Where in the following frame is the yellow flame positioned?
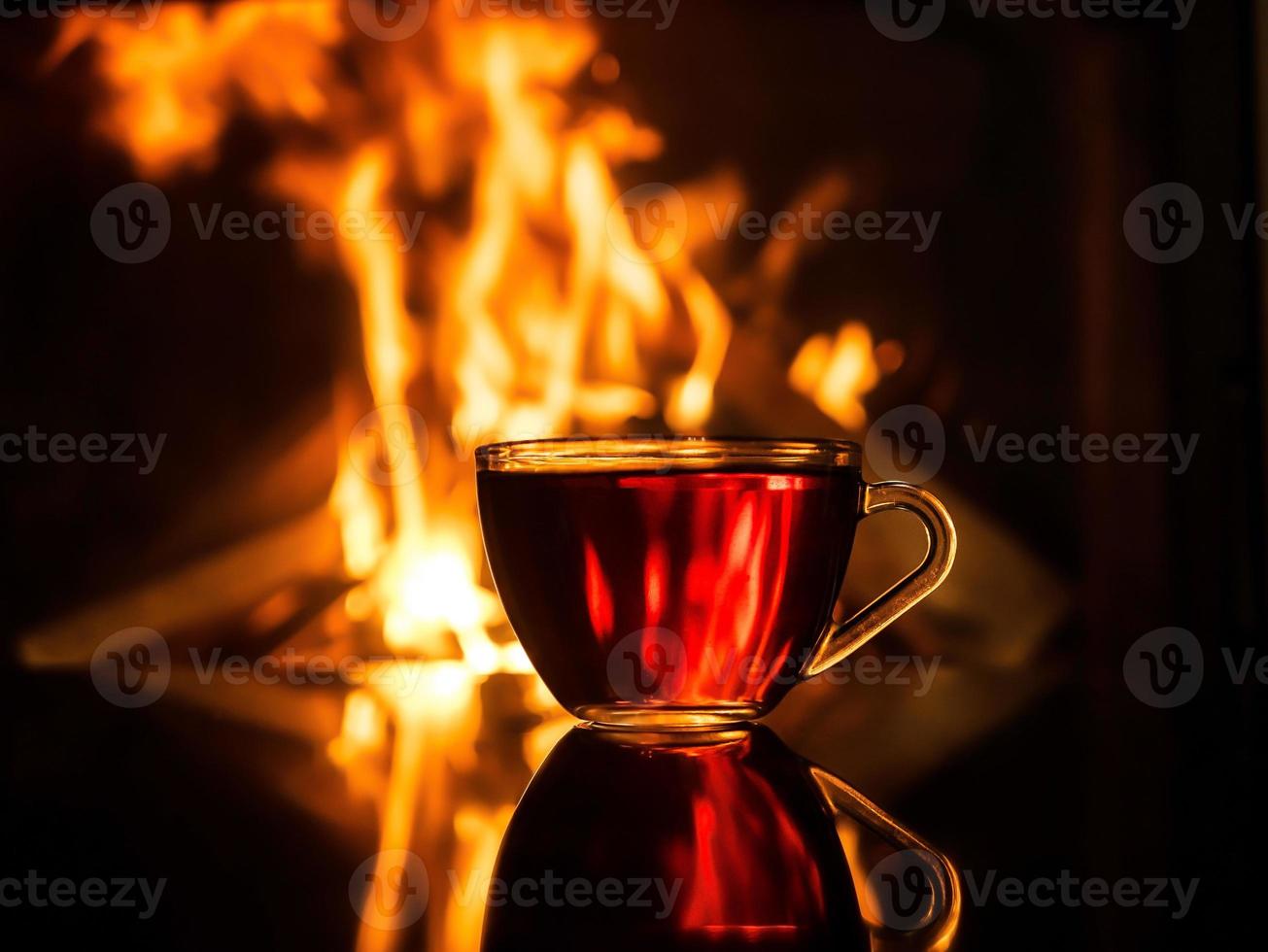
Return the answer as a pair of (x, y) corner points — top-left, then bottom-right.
(789, 321), (880, 429)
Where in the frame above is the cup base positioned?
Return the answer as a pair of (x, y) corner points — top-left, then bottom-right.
(573, 703), (766, 731)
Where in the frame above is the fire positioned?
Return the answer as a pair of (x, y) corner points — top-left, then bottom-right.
(51, 0), (878, 948)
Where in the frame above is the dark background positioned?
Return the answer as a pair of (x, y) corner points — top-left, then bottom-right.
(0, 0), (1268, 949)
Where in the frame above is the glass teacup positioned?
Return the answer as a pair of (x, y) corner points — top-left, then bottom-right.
(475, 437), (955, 728)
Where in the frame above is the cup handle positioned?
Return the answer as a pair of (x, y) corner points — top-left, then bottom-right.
(807, 765), (962, 952)
(802, 483), (956, 679)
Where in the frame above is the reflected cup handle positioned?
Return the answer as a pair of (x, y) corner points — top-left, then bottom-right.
(810, 765), (961, 952)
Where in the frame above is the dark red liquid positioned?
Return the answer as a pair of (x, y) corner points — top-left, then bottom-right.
(478, 468), (862, 716)
(482, 728), (869, 952)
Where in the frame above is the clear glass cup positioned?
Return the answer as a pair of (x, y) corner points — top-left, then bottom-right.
(475, 437), (956, 728)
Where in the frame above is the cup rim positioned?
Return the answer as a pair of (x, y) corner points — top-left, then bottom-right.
(475, 435), (862, 473)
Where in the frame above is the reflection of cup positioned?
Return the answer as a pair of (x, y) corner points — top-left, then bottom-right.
(475, 437), (955, 728)
(482, 725), (956, 952)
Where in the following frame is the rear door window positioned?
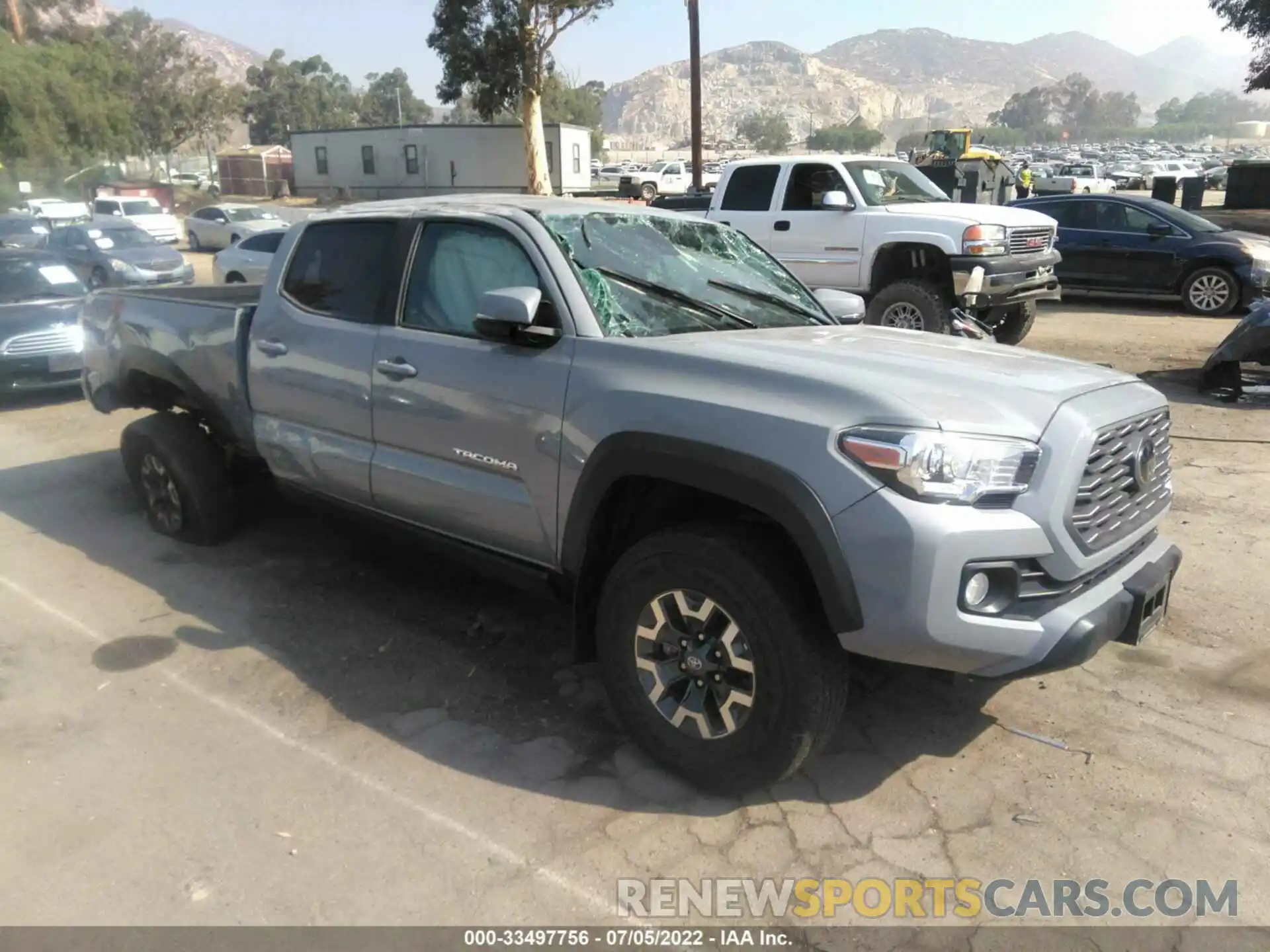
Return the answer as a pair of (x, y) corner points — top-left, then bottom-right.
(282, 219), (398, 324)
(720, 165), (781, 212)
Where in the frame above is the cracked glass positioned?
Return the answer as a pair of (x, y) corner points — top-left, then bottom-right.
(540, 211), (833, 337)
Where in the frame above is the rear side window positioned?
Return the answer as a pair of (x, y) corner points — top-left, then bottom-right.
(720, 165), (781, 212)
(239, 231), (282, 255)
(282, 221), (396, 324)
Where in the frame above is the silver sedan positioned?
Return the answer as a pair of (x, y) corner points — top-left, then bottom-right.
(212, 229), (286, 284)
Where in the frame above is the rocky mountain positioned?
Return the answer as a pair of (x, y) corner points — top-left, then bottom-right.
(50, 0), (264, 83)
(605, 29), (1245, 147)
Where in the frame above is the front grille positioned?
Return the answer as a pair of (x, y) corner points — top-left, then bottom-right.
(1009, 227), (1054, 255)
(0, 325), (77, 357)
(1070, 410), (1172, 552)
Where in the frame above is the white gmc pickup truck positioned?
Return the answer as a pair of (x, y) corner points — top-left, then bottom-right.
(675, 155), (1062, 344)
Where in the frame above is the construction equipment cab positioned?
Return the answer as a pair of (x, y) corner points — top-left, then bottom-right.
(685, 155), (1062, 344)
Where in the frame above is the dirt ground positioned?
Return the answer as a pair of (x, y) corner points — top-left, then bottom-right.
(0, 298), (1270, 934)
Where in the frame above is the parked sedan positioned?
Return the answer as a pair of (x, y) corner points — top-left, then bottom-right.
(0, 214), (48, 247)
(185, 204), (287, 251)
(0, 247), (87, 392)
(212, 229), (287, 284)
(1013, 196), (1270, 316)
(48, 219), (194, 290)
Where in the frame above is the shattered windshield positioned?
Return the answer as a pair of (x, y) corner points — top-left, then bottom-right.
(541, 212), (832, 338)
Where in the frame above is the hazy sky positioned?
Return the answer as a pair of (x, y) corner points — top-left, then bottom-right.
(128, 0), (1248, 102)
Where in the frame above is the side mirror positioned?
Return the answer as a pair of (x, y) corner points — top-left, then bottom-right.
(472, 287), (560, 346)
(813, 286), (865, 324)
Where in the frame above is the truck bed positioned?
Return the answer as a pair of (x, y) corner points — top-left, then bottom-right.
(81, 284), (261, 451)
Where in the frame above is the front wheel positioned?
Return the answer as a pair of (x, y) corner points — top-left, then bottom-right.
(119, 413), (235, 546)
(597, 523), (847, 796)
(1183, 268), (1240, 317)
(865, 280), (949, 334)
(992, 301), (1037, 344)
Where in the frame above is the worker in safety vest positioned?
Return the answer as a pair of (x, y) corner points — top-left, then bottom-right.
(1015, 159), (1031, 198)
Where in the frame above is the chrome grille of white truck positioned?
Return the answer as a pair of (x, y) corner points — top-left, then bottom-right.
(1070, 409), (1172, 552)
(1009, 227), (1054, 255)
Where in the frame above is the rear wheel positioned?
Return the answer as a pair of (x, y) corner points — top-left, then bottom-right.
(865, 280), (949, 334)
(1183, 268), (1240, 317)
(991, 301), (1037, 344)
(119, 413), (235, 546)
(597, 523), (847, 795)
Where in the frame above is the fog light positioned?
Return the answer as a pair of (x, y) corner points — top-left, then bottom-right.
(962, 573), (992, 608)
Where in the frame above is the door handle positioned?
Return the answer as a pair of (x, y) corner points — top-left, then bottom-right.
(255, 338), (287, 357)
(374, 357), (419, 379)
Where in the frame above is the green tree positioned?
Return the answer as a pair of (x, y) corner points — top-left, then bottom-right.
(988, 87), (1054, 130)
(357, 67), (432, 126)
(806, 119), (884, 152)
(102, 10), (236, 170)
(1208, 0), (1270, 93)
(243, 50), (360, 145)
(737, 112), (794, 155)
(428, 0), (613, 194)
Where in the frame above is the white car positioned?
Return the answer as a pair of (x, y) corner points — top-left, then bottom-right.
(93, 197), (181, 245)
(185, 204), (287, 251)
(212, 229), (287, 284)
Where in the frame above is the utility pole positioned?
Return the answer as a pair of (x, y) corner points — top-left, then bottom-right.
(683, 0), (702, 192)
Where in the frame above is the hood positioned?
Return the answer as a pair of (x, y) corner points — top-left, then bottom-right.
(230, 218), (290, 235)
(882, 202), (1056, 229)
(111, 245), (185, 272)
(640, 326), (1138, 439)
(0, 297), (84, 340)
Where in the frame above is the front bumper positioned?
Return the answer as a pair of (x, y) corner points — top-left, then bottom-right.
(950, 249), (1063, 307)
(833, 490), (1181, 678)
(0, 354), (84, 393)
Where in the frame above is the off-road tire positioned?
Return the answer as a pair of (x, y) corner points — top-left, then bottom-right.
(119, 413), (236, 546)
(595, 523), (847, 796)
(992, 301), (1037, 344)
(865, 278), (949, 334)
(1181, 268), (1240, 317)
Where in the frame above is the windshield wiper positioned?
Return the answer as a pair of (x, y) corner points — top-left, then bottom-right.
(587, 266), (758, 327)
(706, 278), (832, 324)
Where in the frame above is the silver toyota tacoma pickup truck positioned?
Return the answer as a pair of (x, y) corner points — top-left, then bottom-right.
(83, 196), (1180, 793)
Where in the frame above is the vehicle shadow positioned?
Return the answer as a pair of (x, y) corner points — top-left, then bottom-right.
(1138, 367), (1270, 410)
(0, 451), (997, 813)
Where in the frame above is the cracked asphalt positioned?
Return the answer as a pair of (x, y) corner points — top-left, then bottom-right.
(0, 302), (1270, 947)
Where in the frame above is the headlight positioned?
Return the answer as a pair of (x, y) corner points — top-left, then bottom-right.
(961, 225), (1007, 255)
(838, 426), (1040, 505)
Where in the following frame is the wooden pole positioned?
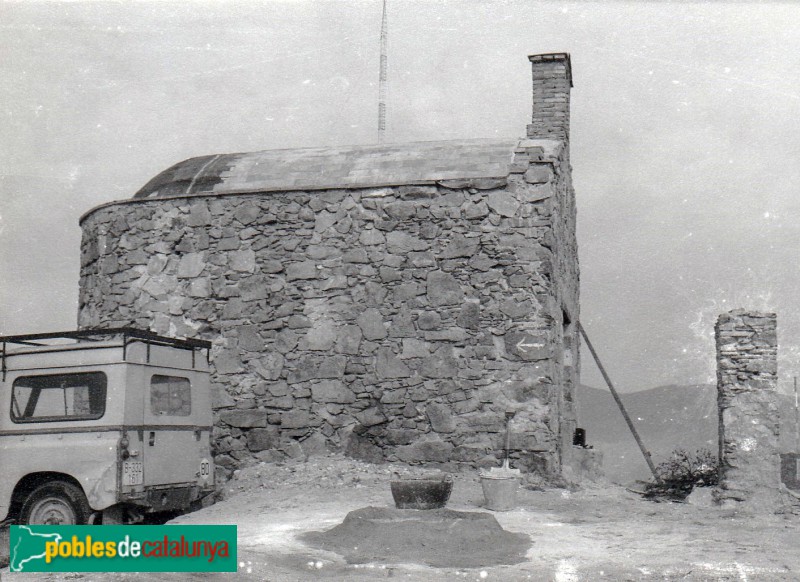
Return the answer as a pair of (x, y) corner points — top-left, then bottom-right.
(578, 322), (662, 484)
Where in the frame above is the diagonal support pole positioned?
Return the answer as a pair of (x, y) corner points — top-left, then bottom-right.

....

> _What to work on_
Format every line of the entries above as a Markdown table with the columns Row and Text, numbering the rows and leaving out blank lines and the pictures.

> _Result of the task_
| Row | Text |
|---|---|
| 1 | Where in the following frame is the yellow flame positioned? |
| 2 | Return the answer as a pair of (x, y) corner points — top-left, then bottom-right. |
| 3 | (789, 321), (880, 429) |
| 4 | Where in the frame above is the cup base positioned? |
| 5 | Return the answer as a pair of (x, y) corner points — top-left, then bottom-right. |
| 6 | (573, 703), (766, 731) |
| 7 | Where in the frame above is the fire positioned? |
| 8 | Return the answer as a pair of (x, y) corner points — top-left, then bottom-right. |
| 9 | (51, 0), (878, 948) |
| 10 | Where in the frame above is the dark background positioned? |
| 11 | Return the answer as a pair of (x, y) corner points — top-left, then bottom-right. |
| 12 | (0, 0), (1268, 949) |
| 13 | Where in the frame above is the glass teacup positioned? |
| 14 | Return the answer as a pair of (x, y) corner points — top-left, then bottom-right. |
| 15 | (475, 437), (955, 728) |
| 16 | Where in the frame above is the cup handle positioned? |
| 17 | Return the answer as a pair of (x, y) corner points — top-left, then bottom-right. |
| 18 | (807, 765), (962, 952) |
| 19 | (802, 483), (956, 679) |
| 20 | Where in the frame above is the reflected cup handle positioned? |
| 21 | Return the answer as a pair of (x, y) corner points — top-left, then bottom-right. |
| 22 | (810, 765), (961, 952) |
| 23 | Where in the frame above is the dark red liquid positioned? |
| 24 | Return the answer as a pair of (x, y) corner points — top-left, then bottom-right. |
| 25 | (478, 468), (862, 716) |
| 26 | (482, 728), (869, 952) |
| 27 | Where in the frame above is the clear glass cup positioned? |
| 28 | Return the answer as a pair of (x, y) corner points — top-left, then bottom-right. |
| 29 | (475, 437), (956, 728) |
| 30 | Where in the frame above is the cup rim positioned? |
| 31 | Return the answer as a pair of (x, y) corner points — top-left, then bottom-right. |
| 32 | (475, 435), (862, 473) |
| 33 | Where in the frame above is the reflection of cup positioned? |
| 34 | Return the answer as a pair of (x, y) corner points — top-left, then bottom-right. |
| 35 | (475, 437), (955, 728) |
| 36 | (482, 725), (956, 952) |
| 37 | Where in the following frame is the rear door window positioned? |
| 38 | Return the answer as a pair of (x, y) corner points — top-left, then bottom-right. |
| 39 | (282, 219), (398, 324) |
| 40 | (720, 165), (781, 212) |
| 41 | Where in the frame above is the cracked glass positioned? |
| 42 | Return the answer as a pair of (x, y) corner points — top-left, then bottom-right. |
| 43 | (540, 211), (833, 337) |
| 44 | Where in the frame above is the rear side window positioned? |
| 45 | Return the answer as a pair of (x, y) corner points — top-left, then bottom-right. |
| 46 | (720, 165), (781, 212) |
| 47 | (239, 231), (282, 255) |
| 48 | (282, 221), (396, 324) |
| 49 | Where in the frame above is the silver sedan positioned? |
| 50 | Return the answer as a pair of (x, y) corner points — top-left, then bottom-right. |
| 51 | (212, 229), (286, 284) |
| 52 | Where in the frame above is the rocky mountain positioned? |
| 53 | Return the answer as a pair of (x, y) corner points — top-left, then bottom-right. |
| 54 | (50, 0), (264, 83) |
| 55 | (605, 29), (1245, 147) |
| 56 | Where in the frame above is the front grille positioned? |
| 57 | Return the answer as a pair of (x, y) corner points — top-left, then bottom-right. |
| 58 | (1009, 227), (1054, 255) |
| 59 | (0, 325), (77, 357) |
| 60 | (1070, 410), (1172, 552) |
| 61 | Where in the frame above is the white gmc pickup truck positioned? |
| 62 | Return the answer as a pair of (x, y) corner points — top-left, then bottom-right. |
| 63 | (675, 155), (1062, 344) |
| 64 | Where in the frame above is the construction equipment cab positioned? |
| 65 | Return the answer as a pair of (x, y) corner points — top-left, then bottom-right. |
| 66 | (685, 155), (1062, 344) |
| 67 | Where in the frame above is the dirt ground positioned? |
| 68 | Return the answer as a pair of (x, y) corner points — top-left, then bottom-right. |
| 69 | (0, 298), (1270, 934) |
| 70 | Where in the frame above is the parked sedan positioned? |
| 71 | Return the answer as a pair of (x, y) corner points — top-left, then bottom-right. |
| 72 | (0, 214), (48, 247) |
| 73 | (185, 204), (287, 251) |
| 74 | (0, 247), (87, 392) |
| 75 | (212, 229), (287, 284) |
| 76 | (1013, 196), (1270, 316) |
| 77 | (48, 219), (194, 290) |
| 78 | Where in the frame above is the shattered windshield positioned? |
| 79 | Return the answer as a pair of (x, y) corner points — top-left, then bottom-right. |
| 80 | (541, 212), (832, 338) |
| 81 | Where in the frame above is the hazy sky positioned? |
| 82 | Return the answer as a pair of (x, y) corner points — top-left, then bottom-right. |
| 83 | (128, 0), (1248, 102) |
| 84 | Where in the frame above is the side mirror positioned? |
| 85 | Return the answer as a pair of (x, y) corner points — top-left, then bottom-right. |
| 86 | (472, 287), (560, 346) |
| 87 | (813, 286), (865, 324) |
| 88 | Where in the frame above is the truck bed positioned? |
| 89 | Return the answer as a pair of (x, y) corner points — top-left, then bottom-right. |
| 90 | (81, 284), (261, 451) |
| 91 | Where in the frame above is the front wheel positioned? |
| 92 | Return the answer as a pair of (x, y) corner points — top-left, then bottom-right. |
| 93 | (119, 413), (235, 546) |
| 94 | (597, 523), (847, 796) |
| 95 | (1183, 268), (1240, 317) |
| 96 | (865, 280), (949, 334) |
| 97 | (992, 301), (1037, 344) |
| 98 | Where in the frame above is the worker in safety vest positioned? |
| 99 | Return the answer as a pair of (x, y) corner points — top-left, then bottom-right. |
| 100 | (1015, 159), (1031, 198) |
| 101 | Where in the frame above is the chrome grille of white truck positioned? |
| 102 | Return the answer as a pair of (x, y) corner points — top-left, then bottom-right. |
| 103 | (1070, 409), (1172, 552) |
| 104 | (1009, 227), (1054, 255) |
| 105 | Where in the frame above is the rear wheel positioned? |
| 106 | Return the answer as a pair of (x, y) corner points — top-left, then bottom-right. |
| 107 | (865, 280), (949, 334) |
| 108 | (1183, 268), (1240, 317) |
| 109 | (991, 301), (1037, 344) |
| 110 | (119, 413), (235, 546) |
| 111 | (597, 523), (847, 795) |
| 112 | Where in the frame above is the fog light positioned? |
| 113 | Return the answer as a pair of (x, y) corner points — top-left, then bottom-right. |
| 114 | (962, 573), (992, 608) |
| 115 | Where in the frame above is the door handle positioned? |
| 116 | Return the answer as a pair of (x, y) corner points — top-left, then bottom-right. |
| 117 | (255, 338), (287, 357) |
| 118 | (374, 357), (419, 379) |
| 119 | Where in the frame above is the green tree positioned? |
| 120 | Return the answer as a pair of (x, y) corner points — top-left, then bottom-right. |
| 121 | (988, 87), (1054, 130) |
| 122 | (357, 67), (432, 126) |
| 123 | (806, 119), (884, 152) |
| 124 | (102, 10), (236, 170) |
| 125 | (1208, 0), (1270, 93) |
| 126 | (243, 50), (360, 145) |
| 127 | (737, 112), (794, 155) |
| 128 | (428, 0), (613, 194) |
| 129 | Where in the frame above is the white car positioned? |
| 130 | Return the answer as a pair of (x, y) corner points — top-left, then bottom-right. |
| 131 | (93, 197), (181, 245) |
| 132 | (185, 204), (287, 251) |
| 133 | (212, 229), (287, 284) |
| 134 | Where in the frame above is the utility pole positioned? |
| 135 | Return the answer as a pair of (x, y) corner points — top-left, then bottom-right. |
| 136 | (683, 0), (702, 192) |
| 137 | Where in the frame above is the hood positioned? |
| 138 | Return the answer as a pair of (x, y) corner points — top-left, then bottom-right. |
| 139 | (230, 218), (290, 235) |
| 140 | (882, 202), (1056, 229) |
| 141 | (111, 245), (185, 272) |
| 142 | (640, 326), (1138, 439) |
| 143 | (0, 297), (84, 340) |
| 144 | Where in the frame above is the front bumper positioned? |
| 145 | Return the answer as a pair of (x, y) corner points — top-left, then bottom-right. |
| 146 | (950, 249), (1063, 307) |
| 147 | (833, 490), (1181, 678) |
| 148 | (0, 354), (84, 393) |
| 149 | Where in the frame above is the off-road tire positioned? |
| 150 | Return the answer as a pair of (x, y) corner points — top-left, then bottom-right. |
| 151 | (119, 413), (236, 546) |
| 152 | (595, 523), (847, 796) |
| 153 | (992, 301), (1037, 344) |
| 154 | (865, 278), (949, 334) |
| 155 | (1181, 268), (1240, 317) |
| 156 | Where in the frame above is the windshield wiper positioned? |
| 157 | Return the answer as a pair of (x, y) corner points — top-left, then bottom-right. |
| 158 | (587, 266), (758, 327) |
| 159 | (706, 278), (832, 324) |
| 160 | Where in the frame above is the silver toyota tacoma pickup truck positioned? |
| 161 | Return the answer as a pair of (x, y) corner points — top-left, then bottom-right. |
| 162 | (83, 196), (1180, 793) |
| 163 | Where in the frame above is the vehicle shadow positioned? |
| 164 | Return the answer as a pair of (x, y) corner points — top-left, then bottom-right. |
| 165 | (1138, 367), (1270, 410) |
| 166 | (0, 451), (997, 813) |
| 167 | Where in the frame above is the cracked asphalt positioned? |
| 168 | Return the answer as a pair of (x, y) corner points — top-left, then bottom-right. |
| 169 | (0, 302), (1270, 947) |
| 170 | Where in the frame above is the headlight positioned? |
| 171 | Return the answer as a pair of (x, y) corner points — top-left, then bottom-right. |
| 172 | (961, 225), (1007, 255) |
| 173 | (838, 426), (1040, 505) |
| 174 | Where in the following frame is the wooden pole positioned? |
| 175 | Return the answer as a pair of (x, y) corner points — top-left, then bottom-right. |
| 176 | (578, 322), (662, 484) |
| 177 | Where in the frame above is the diagonal support pole positioned? |
| 178 | Return the answer as a pair of (x, y) corner points — top-left, then bottom-right. |